Passage:
* * * * * * * * *

“BOILERPLATE” STATEMENTS OF THE LAW MUST BE TREATED WITH CIRCUMSPECTION: COURT OF APPEAL DECISION

In A (Children) (Pool of Perpetrators), Re [2022] EWCA Civ 1348 Lady Justice King set out a note of warning about cases where agreed notes of the relevant law are relied on.  It may be better for the law to be stated in the judgment itself.

THE CASE

The Court was hearing an appeal by a father against being named in a pool of perpetrators.   The appeal was allowed and the matter remitted.  The judgment set out a note of caution in relation to judgments that refer to agreed notes of the relevant law.

THE JUDGMENT ON THE USE OF “AGREED NOTES” OF THE LAW

    1. Attached to the judge’s judgment was a 26-page document entitled “Summary of the Applicable Law”. This was a document prepared by Mr Vine KC and his junior Mr Murray and agreed by the other parties. The judge referred to it as a “comprehensive analysis of the applicable legal principles” and attached the final agreed document to his judgment. This court was told that it is not an uncommon practice for counsel to submit an agreed note of the relevant law in this way, the intention being that the judge then, as here, adopts its contents in its entirety.

* * * * * * * * *

Record set:
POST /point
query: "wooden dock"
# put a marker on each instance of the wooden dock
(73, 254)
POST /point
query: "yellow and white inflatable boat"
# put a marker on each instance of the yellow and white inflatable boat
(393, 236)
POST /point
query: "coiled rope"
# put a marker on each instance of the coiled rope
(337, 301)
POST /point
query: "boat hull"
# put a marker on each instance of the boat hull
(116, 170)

* * * * * * * * *

Short task:
Please answer these from the article on the Court of Appeal decision above:
1. Who set out the note of warning about relying on agreed notes of the law?
2. What was the father appealing against?
3. How many pages long was the document attached to the judge's judgment, and what was its title?

Complete output:
1. Lady Justice King.
2. Being named in a pool of perpetrators.
3. It was 26 pages long and titled "Summary of the Applicable Law".